## SOURCE TEXT:
________________
By Nuala Moran

BioWorld International Correspondent

AMSTERDAM, the Netherlands - With stock markets in turmoil worldwide, there was much discussion here Monday at the European Life Sciences Conference on the likely effect of the current volatility on the development of biotechnology in Europe.

"The rise and fall of the past three months has corrected the market into reasonable numbers, except that we had a side trip to the stratosphere," Stelios Papadopolous, managing director of the investment banking division of S.G. Cowen Securities Corp., told the conference. "This is a replay of experiences we have been through before."

While it was obvious that the high numbers could not last for long, the market still is higher than last fall. "That's the essential point," he said. "To go from $5 to $50 to $15 is not so bad."

Nick Woolf, senior analyst at ABN Amro, said that despite the swings he believes the overall market is becoming more stable. "Investors are a lot more savvy about risks and reward in biotech than before." At the same time, he said, as the industry matures, the risk profile is very much improved. "There are also a lot of new, experienced management teams setting realistic expectations. This is important from a capital market standpoint."

The European sector has been hit by "dot-com" contagion, said Francois Maisonrouge, head of the European Healthcare Group at Credit Suisse First Boston. "In October last year it was impossible to get a deal done. Now people are moving into biotechnology as a proxy for the new economy. This has helped the biotech market and it has hurt the biotech market."

He noted that recent movements have driven the market down, with a fall of 30 percent overall in March, but that biotech overall still is up from mid-1999.

Rob Zegelaar, of the venture capital company Atlas Venture, also blamed the e-commerce stocks for the volatility that has hit biotech. "The past year was the strangest in my venture career. We saw the Internet take off and come down, causing biotech to come up and down as well."

However, Zegelaar said the fundamentals of the industry are stronger than ever, and there still is great enthusiasm for biotech stocks.

It is the "concept stocks," such as genomics, which are most prone to volatility. In many other technologies there now is a history and track record of how companies have fared, allowing investors to compare with the past. Genomics in contrast is a complicated proposition and it will be five to 10 years before investors can compare new launches with what went before.
________________
## WORK INSTRUCTION A:
According to the article on biotech stock volatility, how much did the market fall overall in March?
## WORK INSTRUCTION B:
Reproduce the passage of the article on biotech stock volatility that opens with the words containing "The European sector" and closes with "up from mid-1999.".
## WORK INSTRUCTION C:
Write what comes next in the article on biotech stock volatility, beginning after its final sentence.
The rows have no connection to the article on biotech stock volatility.

Items listed in a dataset:
________________
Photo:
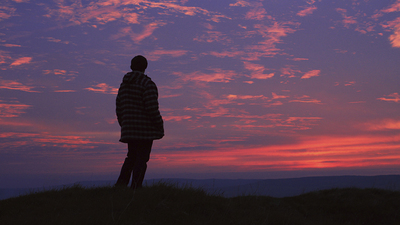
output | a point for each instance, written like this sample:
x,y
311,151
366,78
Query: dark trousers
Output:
x,y
135,163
________________
## RESPONSE BOX A:
It fell 30 percent overall in March.

## RESPONSE BOX B:
The European sector has been hit by "dot-com" contagion, said Francois Maisonrouge, head of the European Healthcare Group at Credit Suisse First Boston. "In October last year it was impossible to get a deal done. Now people are moving into biotechnology as a proxy for the new economy. This has helped the biotech market and it has hurt the biotech market."

He noted that recent movements have driven the market down, with a fall of 30 percent overall in March, but that biotech overall still is up from mid-1999.

## RESPONSE BOX C:
Maisonrouge said there is a lot of liquidity looking for investments, and investors are looking to participate in biotech IPOs. "But at the moment they don't want to invest in follow-on rounds."

Despite liquidity, the fragmentation of European stock markets is continuing to hold back market development. "Companies looking for an IPO have to spend time deciding between markets," said William Powlett-Smith, life sciences partner at Ernst and Young. Nasdaq has announced plans to launch in Europe, and Powlett-Smith said it remains to be seen if it can create a truly pan-European market.

Overall, there is agreement that volatility will not go away, and biotech will have to learn to live with it. Papadopolous said investors must learn to distinguish apparent volatility from real volatility. "Friday may have seen the biggest points fall ever on Nasdaq, but it's the percentage drop that matters."

On the other hand, there is an increase in real volatility because an increasing number of investors are reacting rapidly to raw data. "Ten years ago you read about company developments in the newspaper the morning after." Now a release of information at 2 p.m. is broadcast worldwide. "Because investors react straight away before the data is assessed, there is a divergence of opinion about its significance," he said.

However, Papadopolous concluded that if it were not for volatility there would not be a biotech sector. "Companies only grow when volatility allows. Learn to live with it and go forward."